### TEXTE FOURNI
• • • • •
Je vous le dis tout net, je déteste toute forme de célébration. Ainsi, j’ai fait grève de commémoration pour la journée de la femme ce 8 mars. Entre faux-semblants, vraie-fausse complicité et hypocrisie, l’avalanche était trop importante pour que je me laisse bercer par un discours à la mords-toi-la-queue-si-tu-peux. Des journées faux-cul comme celle-là, merci bien !
Cela étant, je m’aperçois avec perplexité que depuis que je propose mes modestes chroniques aucun auteur féminin n’a eu droit à la moindre illustration dans cette rubrique. Cependant, ne voyez là aucun sentiment d’ostracisme de ma part. Pour tout dire, j’adore lire les écrivaines. Elles ont, tatoué sur les doigts, le secret d’un parfum envoutant.
Je laisserai de côté, évidemment, les Yourcenar, Beauvoir, Duras et autres Françoise Sagan… J’aime chez la femme son côté naturellement insolite. Son sens inné de la surprise et cette façon particulière qu’elle a de vous faire croire que vous avez du génie sans éprouver d’autre sentiment que celui de vous avoir aidé à vous surpasser, même si vous êtes passablement idiot.
L’ami qui m’avait fait parvenir l’exemplaire du livre du jour s’était donné la peine de me le dédicacer : « Même si on meurt bronzé, faut pas mourir idiot. » Il l’avait lu, aimé et éprouvé l’envie immédiate de le faire tourner dans le désert foisonnant de mon insularité.
• • • • •
[Extraits du jeu de données sur le pointage d'objets]
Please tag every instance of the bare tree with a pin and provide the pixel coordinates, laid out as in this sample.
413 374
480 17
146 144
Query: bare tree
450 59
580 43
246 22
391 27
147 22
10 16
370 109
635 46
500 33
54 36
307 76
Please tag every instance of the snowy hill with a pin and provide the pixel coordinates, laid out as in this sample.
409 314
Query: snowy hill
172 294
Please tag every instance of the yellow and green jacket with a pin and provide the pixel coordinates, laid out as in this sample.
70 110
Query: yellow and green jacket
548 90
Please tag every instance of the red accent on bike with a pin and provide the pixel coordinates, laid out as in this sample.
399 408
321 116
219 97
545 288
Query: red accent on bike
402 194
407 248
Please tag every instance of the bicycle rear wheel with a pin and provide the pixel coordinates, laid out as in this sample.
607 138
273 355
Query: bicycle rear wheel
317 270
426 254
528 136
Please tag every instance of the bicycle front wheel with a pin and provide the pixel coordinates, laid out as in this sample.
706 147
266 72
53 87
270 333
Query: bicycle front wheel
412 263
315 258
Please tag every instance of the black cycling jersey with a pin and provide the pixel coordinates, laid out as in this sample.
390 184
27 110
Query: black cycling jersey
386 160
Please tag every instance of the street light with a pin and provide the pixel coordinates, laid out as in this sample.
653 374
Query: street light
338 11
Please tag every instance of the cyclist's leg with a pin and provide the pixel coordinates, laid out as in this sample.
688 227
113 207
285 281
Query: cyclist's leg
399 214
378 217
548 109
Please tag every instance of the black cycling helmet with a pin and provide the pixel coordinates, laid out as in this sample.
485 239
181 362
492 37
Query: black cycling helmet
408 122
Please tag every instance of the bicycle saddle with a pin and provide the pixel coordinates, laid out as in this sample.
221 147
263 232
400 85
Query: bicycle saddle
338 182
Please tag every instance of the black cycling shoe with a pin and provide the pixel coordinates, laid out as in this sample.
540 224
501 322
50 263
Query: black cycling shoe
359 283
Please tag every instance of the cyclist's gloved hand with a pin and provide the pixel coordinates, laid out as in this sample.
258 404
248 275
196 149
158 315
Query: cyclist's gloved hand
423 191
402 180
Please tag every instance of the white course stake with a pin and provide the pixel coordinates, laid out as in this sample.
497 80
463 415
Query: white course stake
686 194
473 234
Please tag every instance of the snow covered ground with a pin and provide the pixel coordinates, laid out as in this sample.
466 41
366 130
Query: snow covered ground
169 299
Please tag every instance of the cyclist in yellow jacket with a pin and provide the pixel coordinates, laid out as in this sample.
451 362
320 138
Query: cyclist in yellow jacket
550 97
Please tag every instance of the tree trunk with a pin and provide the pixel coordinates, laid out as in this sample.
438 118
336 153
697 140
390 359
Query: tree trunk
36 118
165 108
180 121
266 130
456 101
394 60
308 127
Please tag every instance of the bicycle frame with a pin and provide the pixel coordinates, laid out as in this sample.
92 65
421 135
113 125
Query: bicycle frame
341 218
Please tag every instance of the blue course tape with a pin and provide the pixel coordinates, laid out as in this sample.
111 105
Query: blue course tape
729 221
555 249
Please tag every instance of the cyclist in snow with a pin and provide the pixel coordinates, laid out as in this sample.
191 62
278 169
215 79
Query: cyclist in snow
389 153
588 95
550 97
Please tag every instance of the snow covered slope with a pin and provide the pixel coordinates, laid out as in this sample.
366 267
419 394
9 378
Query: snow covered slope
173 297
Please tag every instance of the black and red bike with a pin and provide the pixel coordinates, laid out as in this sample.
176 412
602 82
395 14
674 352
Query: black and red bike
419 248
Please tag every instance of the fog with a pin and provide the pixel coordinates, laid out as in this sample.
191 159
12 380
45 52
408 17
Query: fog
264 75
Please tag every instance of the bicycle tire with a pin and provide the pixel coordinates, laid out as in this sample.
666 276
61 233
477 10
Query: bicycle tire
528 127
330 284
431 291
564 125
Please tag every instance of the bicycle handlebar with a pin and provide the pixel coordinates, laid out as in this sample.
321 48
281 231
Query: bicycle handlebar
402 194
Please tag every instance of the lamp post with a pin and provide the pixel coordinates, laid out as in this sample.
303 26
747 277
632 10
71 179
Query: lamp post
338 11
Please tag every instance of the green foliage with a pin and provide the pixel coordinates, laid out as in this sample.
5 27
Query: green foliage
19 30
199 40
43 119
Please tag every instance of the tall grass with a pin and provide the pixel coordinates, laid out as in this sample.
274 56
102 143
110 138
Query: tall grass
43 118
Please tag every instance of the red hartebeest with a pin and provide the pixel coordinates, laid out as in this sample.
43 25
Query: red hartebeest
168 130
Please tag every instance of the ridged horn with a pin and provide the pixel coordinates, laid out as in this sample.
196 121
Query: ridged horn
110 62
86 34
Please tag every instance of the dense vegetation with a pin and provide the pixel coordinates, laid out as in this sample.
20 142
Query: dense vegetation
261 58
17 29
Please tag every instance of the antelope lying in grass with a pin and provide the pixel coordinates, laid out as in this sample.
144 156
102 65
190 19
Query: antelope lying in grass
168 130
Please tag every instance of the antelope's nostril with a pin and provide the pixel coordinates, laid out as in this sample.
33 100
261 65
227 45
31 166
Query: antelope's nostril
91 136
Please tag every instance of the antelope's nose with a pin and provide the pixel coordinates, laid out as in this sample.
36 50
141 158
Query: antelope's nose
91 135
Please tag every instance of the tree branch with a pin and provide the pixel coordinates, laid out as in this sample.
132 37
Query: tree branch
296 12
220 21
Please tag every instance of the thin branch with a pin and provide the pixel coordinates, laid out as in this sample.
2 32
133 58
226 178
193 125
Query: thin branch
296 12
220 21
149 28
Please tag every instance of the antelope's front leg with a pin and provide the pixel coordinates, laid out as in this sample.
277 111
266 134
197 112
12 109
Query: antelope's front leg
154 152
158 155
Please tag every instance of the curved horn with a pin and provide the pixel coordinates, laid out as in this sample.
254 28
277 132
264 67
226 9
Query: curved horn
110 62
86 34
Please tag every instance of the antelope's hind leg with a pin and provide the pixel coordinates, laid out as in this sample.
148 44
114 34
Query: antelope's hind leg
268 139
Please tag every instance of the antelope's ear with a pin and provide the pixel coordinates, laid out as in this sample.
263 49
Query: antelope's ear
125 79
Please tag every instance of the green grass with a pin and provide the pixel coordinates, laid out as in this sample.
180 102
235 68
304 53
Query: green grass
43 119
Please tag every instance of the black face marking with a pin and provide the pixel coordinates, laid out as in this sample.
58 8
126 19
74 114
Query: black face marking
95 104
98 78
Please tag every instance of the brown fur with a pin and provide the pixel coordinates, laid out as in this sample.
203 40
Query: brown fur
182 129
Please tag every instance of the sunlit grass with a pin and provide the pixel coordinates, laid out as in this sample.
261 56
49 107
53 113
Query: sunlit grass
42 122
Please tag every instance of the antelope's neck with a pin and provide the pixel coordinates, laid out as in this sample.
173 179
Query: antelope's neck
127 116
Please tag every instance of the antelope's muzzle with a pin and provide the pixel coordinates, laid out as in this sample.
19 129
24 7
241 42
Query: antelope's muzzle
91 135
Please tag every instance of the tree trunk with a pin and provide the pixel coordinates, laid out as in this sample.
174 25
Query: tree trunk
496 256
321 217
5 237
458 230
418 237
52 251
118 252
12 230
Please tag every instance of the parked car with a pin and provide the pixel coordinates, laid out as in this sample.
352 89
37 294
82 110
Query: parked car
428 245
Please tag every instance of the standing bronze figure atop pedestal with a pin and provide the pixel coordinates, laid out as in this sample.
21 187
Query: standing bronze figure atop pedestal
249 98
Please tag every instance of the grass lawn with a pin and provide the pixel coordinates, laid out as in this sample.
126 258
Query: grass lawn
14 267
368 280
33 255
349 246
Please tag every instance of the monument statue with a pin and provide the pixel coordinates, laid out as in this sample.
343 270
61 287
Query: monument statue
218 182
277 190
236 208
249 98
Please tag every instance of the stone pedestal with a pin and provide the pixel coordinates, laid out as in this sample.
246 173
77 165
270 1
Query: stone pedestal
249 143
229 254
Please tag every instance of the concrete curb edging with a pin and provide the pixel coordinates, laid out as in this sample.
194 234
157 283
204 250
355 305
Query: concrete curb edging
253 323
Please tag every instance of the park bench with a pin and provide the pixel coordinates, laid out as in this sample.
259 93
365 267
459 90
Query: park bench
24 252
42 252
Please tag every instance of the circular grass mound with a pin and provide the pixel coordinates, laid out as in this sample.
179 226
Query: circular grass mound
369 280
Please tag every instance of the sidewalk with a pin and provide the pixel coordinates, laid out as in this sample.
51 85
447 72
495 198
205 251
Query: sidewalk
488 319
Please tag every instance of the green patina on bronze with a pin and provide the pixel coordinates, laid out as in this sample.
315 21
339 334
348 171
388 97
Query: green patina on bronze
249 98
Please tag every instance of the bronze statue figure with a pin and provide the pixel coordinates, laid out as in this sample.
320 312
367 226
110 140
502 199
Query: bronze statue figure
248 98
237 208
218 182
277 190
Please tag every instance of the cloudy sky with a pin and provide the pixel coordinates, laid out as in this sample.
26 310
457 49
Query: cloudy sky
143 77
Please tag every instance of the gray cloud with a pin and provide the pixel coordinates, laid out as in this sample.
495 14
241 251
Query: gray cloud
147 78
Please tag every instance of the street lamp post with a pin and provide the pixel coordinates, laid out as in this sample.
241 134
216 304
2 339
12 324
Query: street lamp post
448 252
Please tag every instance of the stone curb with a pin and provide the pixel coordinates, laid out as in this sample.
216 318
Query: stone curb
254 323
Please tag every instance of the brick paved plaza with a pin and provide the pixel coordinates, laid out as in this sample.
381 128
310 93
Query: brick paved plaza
• • • • •
### CONSIGNES
Reprenez mot pour mot, s'il vous plaît, le passage de la chronique qui commence par les mots « L’ami qui m’avait » et se termine par « de mon insularité. ».

### CORRIGÉ DÉTAILLÉ
L’ami qui m’avait fait parvenir l’exemplaire du livre du jour s’était donné la peine de me le dédicacer : « Même si on meurt bronzé, faut pas mourir idiot. » Il l’avait lu, aimé et éprouvé l’envie immédiate de le faire tourner dans le désert foisonnant de mon insularité.